*EXCERPT:*
»»

New limits on the amount of carcinogenic chemicals that can be discharged into the Spokane River have the city talking with Trump administration officials about a potential workaround.
Environmental groups warn the strategy could undo work to make fish taken from the river safer to eat, and trade groups have proposed another path that would eliminate the new federal rule altogether and return to a standard state regulators had deemed safe.
Mayor David Condon traveled to Washington, D.C., earlier this month to share concerns with the Environmental Protection Agency about water quality standards for polychlorinated biphenyls, commonly known as PCBs, approved late last year in the waning days of the Obama administration. The standard adopted by the EPA is 25 times more restrictive than what was proposed by the state’s Department of Ecology as part of a permit process governments and businesses must go through to discharge waste into the river.
It’s also at a level that is currently undetectable in laboratory tests, and trying to meet that standard could cost city taxpayers a substantial amount above what has already been invested in cleanup efforts, the mayor said.

««

*TASKS FOR THIS EXERCISE:*
• A. Repeat everything in the Spokane River article from "Mayor David Condon" down to "into the river.".
• B. Name every presidential administration and government agency mentioned in the Spokane River article.
• C. According to the Spokane River article, how many times more restrictive is the EPA's adopted PCB standard than the one the state's Department of Ecology proposed?
Use only the Spokane River article to respond.

*SUPPLIED DATA:*
»»

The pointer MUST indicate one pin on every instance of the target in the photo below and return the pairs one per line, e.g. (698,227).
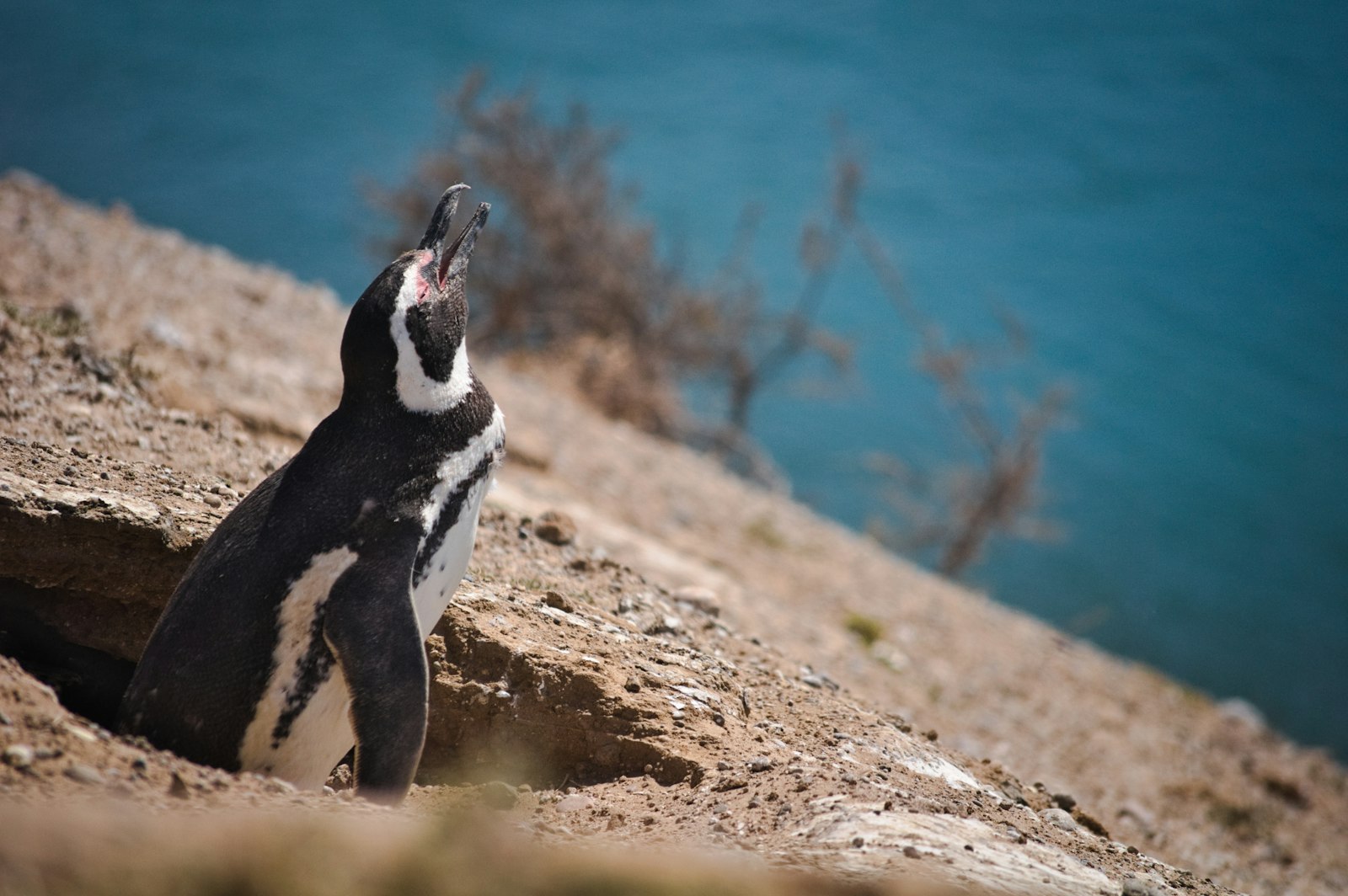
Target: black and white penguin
(300,628)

««

*EXPECTED RESPONSES:*
• A.
Mayor David Condon traveled to Washington, D.C., earlier this month to share concerns with the Environmental Protection Agency about water quality standards for polychlorinated biphenyls, commonly known as PCBs, approved late last year in the waning days of the Obama administration. The standard adopted by the EPA is 25 times more restrictive than what was proposed by the state’s Department of Ecology as part of a permit process governments and businesses must go through to discharge waste into the river.

• B.
Trump administration
Environmental Protection Agency (EPA)
Obama administration
the state's Department of Ecology

• C. 25 times more restrictive.